• [Trecho da página]
▼
Há uma antiga crença de que a Amazônia é uma mata virgem, cuja maior parte de seu vasto território foi intocada pelo homem e é uma representação da natureza em estado bruto. A realidade, no entanto, é bastante diferente. De fato, a floresta amazônica abriga a maior biodiversidade do planeta. São mais de 1.294 espécies de aves, 427 de mamíferos, quase 400 de répteis, 3 mil espécies de peixes e 400 de anfíbios, além de mais de 100 mil invertebrados. Somados, representam 20% de toda a fauna da Terra. Não é só isso. Em seus mais de 6,7 milhões de hectares, estão 40 mil espécies vegetais, sendo cerca de 16 mil espécies de árvores. Tudo isso não é ação exclusiva e autônoma da Natureza. A formação dessa floresta é, em grande parte, resultado direto da ação dos humanos que lá viveram há milhares de anos. Apenas 227 espécies, ou 1,4%, correspondem a quase metade de todas as árvores existentes na região. O manejo agrícola de indígenas ajudou a moldar a Amazônia que conhecemos hoje. 

 

Estudos recentes mostram que a região amazônica é habitada há pelo menos 8 mil anos – talvez mais. Ao contrário do que se pensava, os indígenas se estabeleceram em grandes cidades, sem a arquitetura grandiosa de outros povos pré-colombianos, mas em grandes povoados. De acordo com o arqueólogo Eduardo Góes Neves, diretor do Museu de Arqueologia e Etnologia da Universidade de São Paulo e autor do livro Sob os Tempos do Equinócio: Oito Mil Anos de História na Amazônia Central, quando a cidade de Santarém, no Pará, foi fundada, em 1661, já moravam nela 6 mil indígenas – o quádruplo da população do Rio de Janeiro na época. E, também de forma diferente do que se acreditava antes, esses indígenas não dependiam apenas da caça e da coleta para sobreviver, mas já conheciam o manejo agrícola e haviam domesticado algumas espécies vegetais. 

 

Na região próxima a Porto Velho, em Rondônia, há indícios do plantio de feijão, abóbora e mandioca, de acordo com pesquisa da arqueóloga britânica Jennifer Watling publicada no periódico científico Plos One. Os indígenas queimavam algumas árvores para abrir espaço para o manejo e a domesticação de árvores. Vestígios escavados no local indicam o cultivo do tubérculo ariá (Calathea allouia). Foram encontrados também vestígios do cultivo de goiaba (Psidium) e castanhas-do-pará (Bertholletia excelsa), e já se sabia que a mandioca foi domesticada há cerca de 8 mil anos, antes de se espalhar pelo resto do País.
▲
• [Instrução A]
Diga se cada afirmação abaixo está de acordo com o texto sobre a Amazônia, respondendo sim ou não e citando literalmente as palavras do texto que decidem a questão: (i) somadas, as espécies animais da floresta amazônica representam 20% da fauna da Terra; (ii) quando Santarém foi fundada, sua população indígena era maior que a do Rio de Janeiro na época; (iii) os indígenas da região dependiam apenas da caça e da coleta para sobreviver.
• [Instrução B]
Reproduza literalmente a parte do texto sobre a Amazônia que começa em "Na região próxima" e segue até "resto do País.".
• [Instrução C]
Dê sequência ao texto sobre a ocupação indígena da Amazônia, começando logo após a última frase apresentada.

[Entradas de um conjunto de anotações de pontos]
▼
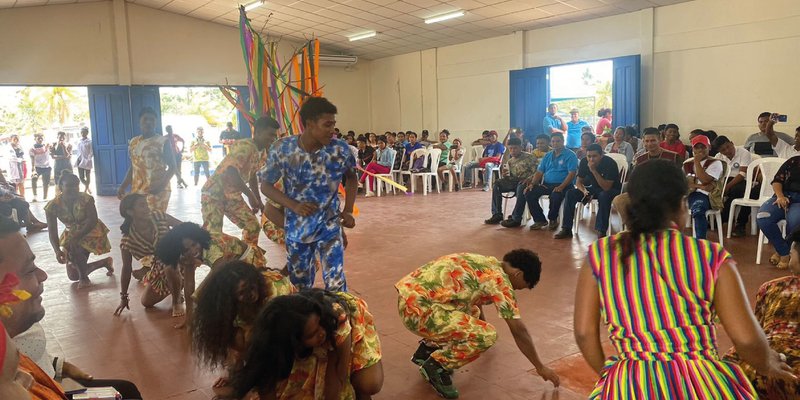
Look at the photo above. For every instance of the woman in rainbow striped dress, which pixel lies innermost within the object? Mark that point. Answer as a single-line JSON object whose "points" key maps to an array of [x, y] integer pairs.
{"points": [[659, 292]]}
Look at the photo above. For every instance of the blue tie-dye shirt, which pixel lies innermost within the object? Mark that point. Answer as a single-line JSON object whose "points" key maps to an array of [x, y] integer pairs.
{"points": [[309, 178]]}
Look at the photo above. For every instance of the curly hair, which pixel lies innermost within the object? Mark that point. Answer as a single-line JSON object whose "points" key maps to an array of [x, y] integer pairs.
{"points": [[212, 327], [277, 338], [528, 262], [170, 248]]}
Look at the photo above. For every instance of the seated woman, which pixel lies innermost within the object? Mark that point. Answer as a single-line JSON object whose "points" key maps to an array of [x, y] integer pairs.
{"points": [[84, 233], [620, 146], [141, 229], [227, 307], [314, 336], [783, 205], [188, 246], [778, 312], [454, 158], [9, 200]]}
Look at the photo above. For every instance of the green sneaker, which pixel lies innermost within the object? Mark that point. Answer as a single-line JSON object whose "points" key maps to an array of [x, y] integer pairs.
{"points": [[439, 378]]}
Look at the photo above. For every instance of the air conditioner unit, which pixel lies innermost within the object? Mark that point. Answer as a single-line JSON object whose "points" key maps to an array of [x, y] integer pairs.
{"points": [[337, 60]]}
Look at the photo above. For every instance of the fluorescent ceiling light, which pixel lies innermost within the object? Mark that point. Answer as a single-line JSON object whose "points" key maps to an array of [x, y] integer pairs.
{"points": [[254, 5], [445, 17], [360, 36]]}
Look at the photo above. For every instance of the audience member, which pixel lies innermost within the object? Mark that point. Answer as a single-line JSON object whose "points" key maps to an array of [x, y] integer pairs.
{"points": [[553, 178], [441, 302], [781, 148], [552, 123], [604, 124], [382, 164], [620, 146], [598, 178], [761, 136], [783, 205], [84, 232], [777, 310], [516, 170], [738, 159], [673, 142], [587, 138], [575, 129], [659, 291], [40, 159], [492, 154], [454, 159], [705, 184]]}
▲
▼
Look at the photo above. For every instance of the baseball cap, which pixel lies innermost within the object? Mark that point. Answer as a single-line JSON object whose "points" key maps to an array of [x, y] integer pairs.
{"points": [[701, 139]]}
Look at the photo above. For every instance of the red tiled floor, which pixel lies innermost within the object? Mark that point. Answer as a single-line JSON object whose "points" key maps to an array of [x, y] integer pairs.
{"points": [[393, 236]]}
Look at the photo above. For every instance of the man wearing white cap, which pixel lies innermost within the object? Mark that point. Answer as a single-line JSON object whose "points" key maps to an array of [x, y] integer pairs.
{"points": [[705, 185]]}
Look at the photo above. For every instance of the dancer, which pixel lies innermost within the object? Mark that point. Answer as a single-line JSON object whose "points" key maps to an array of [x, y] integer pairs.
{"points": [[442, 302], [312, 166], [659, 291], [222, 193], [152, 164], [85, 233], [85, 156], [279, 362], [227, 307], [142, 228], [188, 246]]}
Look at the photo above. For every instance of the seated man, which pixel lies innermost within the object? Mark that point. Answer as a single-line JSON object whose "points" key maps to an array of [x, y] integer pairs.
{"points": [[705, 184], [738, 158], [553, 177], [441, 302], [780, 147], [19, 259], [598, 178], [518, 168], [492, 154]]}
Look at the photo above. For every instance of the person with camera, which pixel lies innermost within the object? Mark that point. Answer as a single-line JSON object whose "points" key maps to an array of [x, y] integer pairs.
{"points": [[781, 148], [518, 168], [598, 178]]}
▲
▼
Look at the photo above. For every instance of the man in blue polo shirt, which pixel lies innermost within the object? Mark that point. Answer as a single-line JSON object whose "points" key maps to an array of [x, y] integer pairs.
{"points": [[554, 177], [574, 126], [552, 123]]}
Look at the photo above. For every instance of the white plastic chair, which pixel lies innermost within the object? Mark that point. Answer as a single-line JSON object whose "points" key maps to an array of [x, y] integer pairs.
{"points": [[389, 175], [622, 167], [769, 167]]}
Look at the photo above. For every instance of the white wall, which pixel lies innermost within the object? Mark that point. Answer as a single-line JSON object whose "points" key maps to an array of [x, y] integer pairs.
▲
• [Resposta do exercício A]
(i) Sim: "Somados, representam 20% de toda a fauna da Terra."
(ii) Sim: "já moravam nela 6 mil indígenas – o quádruplo da população do Rio de Janeiro na época"
(iii) Não: "esses indígenas não dependiam apenas da caça e da coleta para sobreviver"

• [Resposta do exercício B]
Na região próxima a Porto Velho, em Rondônia, há indícios do plantio de feijão, abóbora e mandioca, de acordo com pesquisa da arqueóloga britânica Jennifer Watling publicada no periódico científico Plos One. Os indígenas queimavam algumas árvores para abrir espaço para o manejo e a domesticação de árvores. Vestígios escavados no local indicam o cultivo do tubérculo ariá (Calathea allouia). Foram encontrados também vestígios do cultivo de goiaba (Psidium) e castanhas-do-pará (Bertholletia excelsa), e já se sabia que a mandioca foi domesticada há cerca de 8 mil anos, antes de se espalhar pelo resto do País.

• [Resposta do exercício C]
 

O processo de domesticação era primitivo, feito de forma empírica e lenta. Mas os vestígios encontrados pelos pesquisadores mostram que havia um conhecimento na maneira como espécies de fora da floresta, como o feijão e a abóbora, originalmente domesticadas nas partes baixas da Cordilheira dos Andes e na América Central, foram adaptadas para o clima distinto da Amazônia. Ao longo de milhares de anos, os indígenas foram fazendo experiências que resultaram em características genéticas consideradas superiores, como frutos maiores e mais doces ou árvores mais baixas, que facilitam a colheita. 

 

Além do cultivo, os indígenas manejavam árvores de maior interesse social, como o açaí, o cacau, a castanha, a seringa e o cupuaçu. Por meio do manejo, obtinham densidades muito maiores do que as naturais. Essas plantas não foram domesticadas porque eram encontradas em abundância na floresta. Não havia necessidade de tirá-las de seu habitat natural. Bastava cuidar. E, aos poucos, a floresta foi se transformando. 

 

Essas descobertas só foram possíveis graças à descoberta de novos indícios e vestígios e à aplicação de novas técnicas. As principais revelações vêm sendo feitas graças à análise da chamada “terra preta”. Trata-se de um solo escuro, de cor muito negra, que pode apresentar textura oleosa. São criadas pela ação humana e costumam conter materiais culturais, como restos de cerâmica. Também têm algumas características que os especialistas ainda não sabem explicar totalmente. Mantém a fertilidade mesmo em condições climáticas das zonas tórridas equatoriais, de acordo com o antropólogo Eduardo Góes Neves em seu livro. Por conta dessa fertilidade, é muito procurada pelas populações locais e é muito comum que roças sejam feitas sobre sítios arqueológicos de grande importância. Nela também se encontram restos de animais e plantas. Ainda não se sabe se eram feitas de forma proposital para enriquecer o solo de baixa fertilidade natural da região amazônica. Mas há certo consenso de que a presença da terra preta indica o processo de sedentarização que aconteceu na Amazônia.  

 

A terra preta é uma formação conhecida pela ciência desde o século 19, mas que ficou sem receber a devida atenção durante décadas. A partir de pesquisas feitas nos anos 1980, voltou a ser estudada e hoje representa a melhor evidência para a validação dos princípios da chamada ecologia histórica.  A linha de pesquisa busca compreender as relações das sociedades humanas com o seu ambiente local e os efeitos cumulativos dessas relações.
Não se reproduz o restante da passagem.